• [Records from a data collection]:
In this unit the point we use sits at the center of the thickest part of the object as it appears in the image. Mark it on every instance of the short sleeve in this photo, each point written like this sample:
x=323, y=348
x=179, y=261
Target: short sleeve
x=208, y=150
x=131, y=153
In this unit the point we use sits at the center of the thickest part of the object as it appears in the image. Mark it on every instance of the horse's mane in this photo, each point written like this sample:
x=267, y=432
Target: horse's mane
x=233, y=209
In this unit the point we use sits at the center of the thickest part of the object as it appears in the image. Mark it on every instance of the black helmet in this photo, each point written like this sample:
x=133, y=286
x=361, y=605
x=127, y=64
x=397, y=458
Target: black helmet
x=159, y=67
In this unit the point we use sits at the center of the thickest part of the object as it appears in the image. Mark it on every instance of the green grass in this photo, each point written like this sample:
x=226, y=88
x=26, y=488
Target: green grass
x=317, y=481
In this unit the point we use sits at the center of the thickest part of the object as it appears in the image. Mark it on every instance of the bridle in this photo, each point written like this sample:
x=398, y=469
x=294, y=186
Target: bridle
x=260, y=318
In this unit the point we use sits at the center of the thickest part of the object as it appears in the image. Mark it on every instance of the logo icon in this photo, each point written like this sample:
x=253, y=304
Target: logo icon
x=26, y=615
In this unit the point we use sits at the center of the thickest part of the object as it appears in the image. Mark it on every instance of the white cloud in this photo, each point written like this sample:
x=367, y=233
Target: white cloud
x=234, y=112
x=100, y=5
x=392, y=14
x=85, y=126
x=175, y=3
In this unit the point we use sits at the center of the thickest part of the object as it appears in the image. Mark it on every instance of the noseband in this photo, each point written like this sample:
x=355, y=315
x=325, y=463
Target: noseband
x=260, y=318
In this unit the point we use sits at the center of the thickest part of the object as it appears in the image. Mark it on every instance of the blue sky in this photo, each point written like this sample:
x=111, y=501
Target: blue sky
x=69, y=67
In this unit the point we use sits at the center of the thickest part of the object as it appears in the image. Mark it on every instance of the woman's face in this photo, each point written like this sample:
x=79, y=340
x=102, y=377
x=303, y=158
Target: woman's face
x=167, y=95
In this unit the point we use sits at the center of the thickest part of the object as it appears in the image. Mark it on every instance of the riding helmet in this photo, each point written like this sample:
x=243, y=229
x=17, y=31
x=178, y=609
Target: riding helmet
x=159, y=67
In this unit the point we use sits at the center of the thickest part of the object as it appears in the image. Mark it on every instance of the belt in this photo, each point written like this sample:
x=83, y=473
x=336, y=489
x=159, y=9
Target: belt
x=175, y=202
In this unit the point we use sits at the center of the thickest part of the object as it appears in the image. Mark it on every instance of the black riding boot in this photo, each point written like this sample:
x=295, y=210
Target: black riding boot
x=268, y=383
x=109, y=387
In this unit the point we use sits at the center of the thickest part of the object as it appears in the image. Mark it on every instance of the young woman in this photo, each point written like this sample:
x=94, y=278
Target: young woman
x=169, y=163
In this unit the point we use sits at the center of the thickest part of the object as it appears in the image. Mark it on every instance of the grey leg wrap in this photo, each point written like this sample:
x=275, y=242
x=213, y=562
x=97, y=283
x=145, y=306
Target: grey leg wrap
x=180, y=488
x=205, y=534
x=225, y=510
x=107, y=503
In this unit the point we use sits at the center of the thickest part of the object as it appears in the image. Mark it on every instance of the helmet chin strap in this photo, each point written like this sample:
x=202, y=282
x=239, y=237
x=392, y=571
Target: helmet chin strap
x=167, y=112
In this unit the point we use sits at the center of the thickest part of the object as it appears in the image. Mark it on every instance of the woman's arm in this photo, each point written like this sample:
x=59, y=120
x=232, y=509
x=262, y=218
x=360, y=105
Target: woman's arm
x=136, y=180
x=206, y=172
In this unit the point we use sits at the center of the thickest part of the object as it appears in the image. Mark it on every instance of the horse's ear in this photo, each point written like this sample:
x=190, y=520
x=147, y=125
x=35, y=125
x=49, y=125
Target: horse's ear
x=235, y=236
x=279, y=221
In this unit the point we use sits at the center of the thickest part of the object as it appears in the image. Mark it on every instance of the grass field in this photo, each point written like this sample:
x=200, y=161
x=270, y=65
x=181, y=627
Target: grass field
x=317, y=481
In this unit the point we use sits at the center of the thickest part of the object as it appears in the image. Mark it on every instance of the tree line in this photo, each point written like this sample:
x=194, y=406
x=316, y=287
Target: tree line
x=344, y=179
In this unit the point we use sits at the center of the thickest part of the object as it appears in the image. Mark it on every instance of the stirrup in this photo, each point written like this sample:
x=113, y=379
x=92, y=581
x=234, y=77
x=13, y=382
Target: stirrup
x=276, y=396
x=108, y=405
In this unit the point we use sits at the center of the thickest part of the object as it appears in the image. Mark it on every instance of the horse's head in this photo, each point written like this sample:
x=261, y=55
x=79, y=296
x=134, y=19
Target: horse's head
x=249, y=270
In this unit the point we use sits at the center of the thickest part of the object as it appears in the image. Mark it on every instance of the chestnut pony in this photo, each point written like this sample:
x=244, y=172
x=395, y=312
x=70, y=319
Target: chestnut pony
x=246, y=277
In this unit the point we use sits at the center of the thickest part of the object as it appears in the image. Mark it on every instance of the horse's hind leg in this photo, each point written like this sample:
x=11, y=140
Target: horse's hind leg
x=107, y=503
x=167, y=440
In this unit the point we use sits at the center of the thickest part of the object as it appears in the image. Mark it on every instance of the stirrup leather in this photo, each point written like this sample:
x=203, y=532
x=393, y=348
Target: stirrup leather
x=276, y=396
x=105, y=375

...

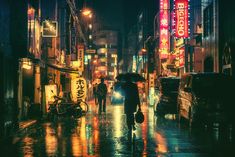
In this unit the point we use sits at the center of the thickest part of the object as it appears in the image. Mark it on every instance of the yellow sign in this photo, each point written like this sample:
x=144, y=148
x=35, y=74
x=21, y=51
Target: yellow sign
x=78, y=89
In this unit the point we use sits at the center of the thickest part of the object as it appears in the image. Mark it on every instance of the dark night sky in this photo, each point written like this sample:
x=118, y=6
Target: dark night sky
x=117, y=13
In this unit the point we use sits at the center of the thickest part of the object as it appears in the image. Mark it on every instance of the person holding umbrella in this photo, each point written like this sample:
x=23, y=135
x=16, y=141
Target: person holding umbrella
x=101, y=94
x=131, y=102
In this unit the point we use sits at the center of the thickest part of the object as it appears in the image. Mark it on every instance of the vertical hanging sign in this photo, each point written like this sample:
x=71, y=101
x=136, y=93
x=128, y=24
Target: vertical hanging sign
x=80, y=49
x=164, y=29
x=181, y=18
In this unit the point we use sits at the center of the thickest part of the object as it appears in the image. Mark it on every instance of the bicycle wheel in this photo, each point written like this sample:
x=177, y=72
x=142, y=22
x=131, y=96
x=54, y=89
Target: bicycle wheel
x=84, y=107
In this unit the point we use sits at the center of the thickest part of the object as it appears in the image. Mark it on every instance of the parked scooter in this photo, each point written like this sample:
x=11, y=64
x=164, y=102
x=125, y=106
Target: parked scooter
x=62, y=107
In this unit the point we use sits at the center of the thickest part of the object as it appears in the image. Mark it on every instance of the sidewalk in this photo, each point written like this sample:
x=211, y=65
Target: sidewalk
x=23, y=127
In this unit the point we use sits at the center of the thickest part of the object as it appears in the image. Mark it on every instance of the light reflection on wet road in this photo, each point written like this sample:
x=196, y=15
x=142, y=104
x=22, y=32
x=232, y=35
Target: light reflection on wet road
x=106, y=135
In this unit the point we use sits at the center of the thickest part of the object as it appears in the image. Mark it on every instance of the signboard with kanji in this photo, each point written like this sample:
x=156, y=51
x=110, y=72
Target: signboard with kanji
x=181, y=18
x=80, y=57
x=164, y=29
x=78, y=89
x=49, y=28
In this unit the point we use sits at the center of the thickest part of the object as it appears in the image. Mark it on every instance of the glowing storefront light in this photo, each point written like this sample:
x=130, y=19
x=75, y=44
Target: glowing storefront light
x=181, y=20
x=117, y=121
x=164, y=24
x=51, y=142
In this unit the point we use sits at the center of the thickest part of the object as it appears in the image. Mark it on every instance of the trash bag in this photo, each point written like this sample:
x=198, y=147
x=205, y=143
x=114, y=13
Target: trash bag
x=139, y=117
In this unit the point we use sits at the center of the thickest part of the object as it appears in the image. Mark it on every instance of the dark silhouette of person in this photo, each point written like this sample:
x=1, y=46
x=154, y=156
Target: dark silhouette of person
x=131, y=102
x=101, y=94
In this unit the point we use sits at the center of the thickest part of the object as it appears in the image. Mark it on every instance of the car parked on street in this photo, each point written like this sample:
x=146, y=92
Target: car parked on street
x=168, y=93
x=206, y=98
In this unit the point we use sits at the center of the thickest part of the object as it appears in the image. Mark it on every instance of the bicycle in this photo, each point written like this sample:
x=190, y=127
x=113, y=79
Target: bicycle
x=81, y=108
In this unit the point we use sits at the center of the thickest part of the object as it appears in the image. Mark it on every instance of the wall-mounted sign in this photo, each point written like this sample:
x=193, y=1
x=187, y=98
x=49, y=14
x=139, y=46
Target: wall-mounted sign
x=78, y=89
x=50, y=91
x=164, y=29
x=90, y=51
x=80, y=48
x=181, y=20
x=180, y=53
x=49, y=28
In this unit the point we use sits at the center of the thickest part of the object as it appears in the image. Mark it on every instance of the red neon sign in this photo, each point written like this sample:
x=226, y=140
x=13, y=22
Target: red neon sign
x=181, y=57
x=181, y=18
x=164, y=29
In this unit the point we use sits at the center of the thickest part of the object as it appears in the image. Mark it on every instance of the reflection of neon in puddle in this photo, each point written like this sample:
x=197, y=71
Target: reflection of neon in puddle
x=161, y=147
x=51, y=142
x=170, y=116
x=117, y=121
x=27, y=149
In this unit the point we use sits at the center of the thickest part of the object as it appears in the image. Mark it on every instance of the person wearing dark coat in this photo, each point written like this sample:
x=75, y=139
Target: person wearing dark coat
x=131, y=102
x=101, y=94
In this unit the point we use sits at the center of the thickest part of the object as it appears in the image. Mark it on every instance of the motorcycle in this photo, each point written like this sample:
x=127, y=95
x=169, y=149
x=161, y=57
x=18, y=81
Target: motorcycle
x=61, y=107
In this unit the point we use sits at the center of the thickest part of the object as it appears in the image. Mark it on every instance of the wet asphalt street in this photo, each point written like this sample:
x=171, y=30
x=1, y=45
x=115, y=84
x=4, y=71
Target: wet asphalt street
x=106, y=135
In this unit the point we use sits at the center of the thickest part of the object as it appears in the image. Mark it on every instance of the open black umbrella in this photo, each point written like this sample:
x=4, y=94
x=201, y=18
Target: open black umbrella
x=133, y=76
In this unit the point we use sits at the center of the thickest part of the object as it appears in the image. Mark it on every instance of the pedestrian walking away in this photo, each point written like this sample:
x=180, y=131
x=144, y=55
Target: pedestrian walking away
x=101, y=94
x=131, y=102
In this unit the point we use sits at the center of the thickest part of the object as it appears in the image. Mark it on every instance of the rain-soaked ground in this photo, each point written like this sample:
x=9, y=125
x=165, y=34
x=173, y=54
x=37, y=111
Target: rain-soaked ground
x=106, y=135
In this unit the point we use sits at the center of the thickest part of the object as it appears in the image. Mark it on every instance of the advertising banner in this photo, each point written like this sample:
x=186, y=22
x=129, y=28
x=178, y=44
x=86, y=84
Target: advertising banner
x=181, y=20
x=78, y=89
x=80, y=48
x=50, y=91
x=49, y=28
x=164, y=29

• [Problem requirements]: Reproduce exactly the lines above from the line with "of the glowing" to the line with "x=154, y=156", including both, and add nothing.

• [Result below]:
In this unit the point we use sits at the center of the thickest part of the object as it appears in the image. Mark it on every instance of the glowing storefront light in this photo, each point written like this sample:
x=130, y=19
x=75, y=44
Target: glowing storefront light
x=181, y=20
x=117, y=121
x=164, y=24
x=51, y=142
In this unit the point we use sits at the center of the thickest part of the object as it appears in the image. Mark it on every instance of the trash bag in this photo, each point written like this sample:
x=198, y=147
x=205, y=143
x=114, y=13
Target: trash bag
x=139, y=117
In this unit the point we use sits at the center of the thickest part of the object as it appears in the image. Mark it on every instance of the dark silhouette of person in this photo, each point written like this sample:
x=1, y=46
x=154, y=156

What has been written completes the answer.